[SOURCE EXCERPT]:
—————

Automated infrastructure for deploying MongoDB on AWS EC2 with EBS volumes, and safely cloning production data to staging environments with PII anonymization.
| Environment | Last Restored | Status | Documents | Anonymized | Duration |
|---|---|---|---|---|---|
| Staging | 2026-03-03 10:51 UTC | ✅ Success | 10 | ✅ Yes | 2m 56s |
💡 Tip: This table is automatically updated after each successful sync using the GitHub Actions workflow.
This project provides:
- Terraform Infrastructure: Deploy MongoDB on EC2 with dedicated EBS data volumes
- GitHub Actions Automation: Clone production MongoDB volumes to staging
- Data Anonymization: Automatically anonymize PII data in staging
- Resource Management: Track and cleanup old snapshots/volumes
- CI/CD Ready: Automated workflows with self-hosted runners
.
├── terraform/ # Infrastructure as Code
│ ├── modules/
│ │ └── ec2/ # EC2 + EBS module for MongoDB
│ └── stacks/
│ ├── production/ # Production environment
│ └── staging/ # Staging environment
├── mongodb/ # Database scripts
│ ├── setup_database.js # Create DB with mock PII data
│ ├── anonymize_data.js # Simple anonymization
│ ├── anonymize_with_hash.js # Hash-based anonymization
│ └── restore_original_data.js
├── .cleanup/ # Resource tracking
│ ├── resource-tracker.json # Tracked snapshots/volumes
│ └── README.md # Cleanup documentation
└── .github/
└── workflows/
├── prod-to-staging-sync.yml # Production to staging sync
├── cleanup-resources.yml # Automated resource cleanup
├── README-SYNC.md # Workflow documentation
└── QUICKSTART-SYNC.md # Quick start guide
# Deploy staging environment
cd terraform/stacks/staging
terraform init
terraform plan
terraform apply
# Deploy production environment
cd ../production
terraform init
terraform applyWhat gets created:
- EC2 instance with Amazon Linux 2023
- Root volume (8GB) for OS
- Data volume (20GB) for MongoDB
- Security groups for SSH and MongoDB access
- MongoDB 7.0 installed and configured
# SSH into production instance
ssh ec2-user@<production-ip>
# Copy and run the setup script
mongosh < setup_database.jsUsing GitHub Actions Workflow:
- Add AWS credentials to GitHub Secrets (
AWS_SECRET_ACCESS_ID,AWS_SECRET_ACCESS_KEY) - Go to Actions → "Production to Staging DB Sync"
- Click "Run workflow"
- Select anonymization option (default: enabled)
- Monitor progress through 9 separate jobs
📖 Quick Start | Full Docs
What happens during sync:
- ✅ Validates AWS resources
- ✅ Stops staging MongoDB
- ✅ Creates snapshot from production
- ✅ Swaps EBS volumes
- ✅ Mounts new volume
- ✅ Starts MongoDB
- ✅ Anonymizes PII data (optional)

—————

[TASK A]: Please condense the "What happens during sync:" list in the MongoDB deployment text into a single sentence that keeps every step in order.
[TASK B]: According to the MongoDB deployment text, how large is the data volume created for MongoDB?
[TASK C]: Extend the MongoDB deployment text with a few more lines that pick up after its final line.

[DATASET CONTENT]:
—————

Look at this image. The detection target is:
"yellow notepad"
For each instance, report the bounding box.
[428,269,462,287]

—————

[ANSWER A]: The sync validates AWS resources, stops staging MongoDB, creates a snapshot from production, swaps the EBS volumes, mounts the new volume, starts MongoDB, and can optionally anonymize PII data.

[ANSWER B]: 20GB.

[ANSWER C]:
- ✅ Tracks old resources for cleanup
- ✅ Updates README with sync status
- ✅ EC2 instances with MongoDB 7.0
- ✅ Separate EBS volumes for data
- ✅ Auto-mounting and configuration via user_data
- ✅ Security groups with proper access controls
- ✅ Support for multiple environments (staging/production)
- ✅ XFS filesystem (MongoDB recommended)
- ✅ Automated EBS snapshot creation
- ✅ Volume-based replication
- ✅ Zero-downtime for production
- ✅ Automatic volume swap
- ✅ Self-hosted runner on staging
- ✅ Built-in data anonymization
- ✅ Resource tracking for cleanup
- ✅ Auto-update README status
- ✅ Mock PII data generation
- ✅ Simple anonymization (User 1, User 2, etc.)
- ✅ Hash-based anonymization (non-reversible)
- ✅ Data restoration scripts
- ✅ 10 sample users with realistic PII
The project includes two anonymization strategies:
Simple Anonymization:
- Names → "User [ID]"
- Email → "user[ID]@anonymized.local"
- SSN → "XXX-XX-[ID]"
- Address → Redacted values
Hash-Based Anonymization:
- One-way hash functions
- Non-reversible transformation
- Maintains referential consistency
- Suitable for production-like testing
- EC2 security groups restrict access
- EBS volumes encrypted at rest
- SSM for secure command execution
- IAM roles with least privilege
- Snapshots properly tagged
- Workflow Documentation: Complete workflow guide
- Quick Start Guide: Get started in 3 steps
- Cleanup Guide: Resource cleanup and management
- MongoDB Scripts: Database setup and anonymization
File: prod-to-staging-sync.yml
✨ Features:
- 9 separate jobs for granular control
- Self-hosted runner on staging EC2
- GitHub-hosted runner for AWS API calls
- Detailed per-job summaries
- Maximum visibility and debugging
- Fail-fast at job level
- ~3-10 minutes duration
- Automatic README updates
- Resource tracking for safe cleanup
📊 Jobs:
- Setup & Validation - Discover volume IDs
- Stop MongoDB - Stop service on staging
- Create Snapshot - Snapshot production volume
- Swap Volumes - Create and attach new volume
- Mount Volume - Mount on staging EC2
- Start & Verify - Start MongoDB and verify data
- Anonymize Data - Optional PII anonymization
- Track Resources - Track snapshot/volume for cleanup
- Final Summary - Update README and report
File: cleanup-resources.yml
✨ Features:
- Scheduled daily cleanup (2 AM UTC)
- Manual trigger with dry-run option
- Age-based deletion (default: 1 day)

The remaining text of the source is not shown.